##### TEXTE D'ÉTUDE #####

Avant même de construire de nouvelles installations, les communes sont tenues d’entretenir les infrastructures existantes. Et cela constitue, à lire le rapport de la Cour des comptes, un véritable défi. À La Rochelle par exemple, l’entretien des musées de la ville (histoire naturelle, Orbigny-Bernon, musée des beaux-arts) pose problème. La chambre régionale des comptes d’Aquitaine a constaté un défaut d’entretien “pouvant se traduire par une dégradation des collections et une fermeture des espaces publics”. Ce qui conduit à de moindres recettes tarifaires (billets d’entrée).

##### EXTRAIT DE DONNÉES #####

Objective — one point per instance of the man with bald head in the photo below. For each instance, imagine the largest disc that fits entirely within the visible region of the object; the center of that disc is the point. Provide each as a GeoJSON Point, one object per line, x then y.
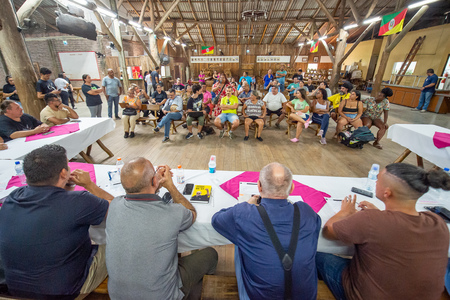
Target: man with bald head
{"type": "Point", "coordinates": [259, 271]}
{"type": "Point", "coordinates": [141, 236]}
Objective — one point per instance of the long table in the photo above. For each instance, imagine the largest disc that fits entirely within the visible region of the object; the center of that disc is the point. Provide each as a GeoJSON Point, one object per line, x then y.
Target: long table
{"type": "Point", "coordinates": [91, 130]}
{"type": "Point", "coordinates": [201, 234]}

#####

SÉRIE D'EXERCICES:
**A)** Répondez brièvement aux questions suivantes à partir du texte d'étude :
(i) Quels musées de La Rochelle sont mentionnés ?
(ii) Quelle instance a constaté un défaut d'entretien ?
(iii) Quelles recettes s'en trouvent réduites ?
**B)** Reproduisez fidèlement le passage du texte d'étude qui s'ouvre sur les mots contenant « Avant même de » et s'achève sur « tarifaires (billets d’entrée). ».

RÉPONSES PAR EXERCICE:
**A)**
(i) Le musée d'histoire naturelle, le musée Orbigny-Bernon et le musée des beaux-arts.
(ii) La chambre régionale des comptes d'Aquitaine.
(iii) Les recettes tarifaires, c'est-à-dire les billets d'entrée.

**B)**
Avant même de construire de nouvelles installations, les communes sont tenues d’entretenir les infrastructures existantes. Et cela constitue, à lire le rapport de la Cour des comptes, un véritable défi. À La Rochelle par exemple, l’entretien des musées de la ville (histoire naturelle, Orbigny-Bernon, musée des beaux-arts) pose problème. La chambre régionale des comptes d’Aquitaine a constaté un défaut d’entretien “pouvant se traduire par une dégradation des collections et une fermeture des espaces publics”. Ce qui conduit à de moindres recettes tarifaires (billets d’entrée).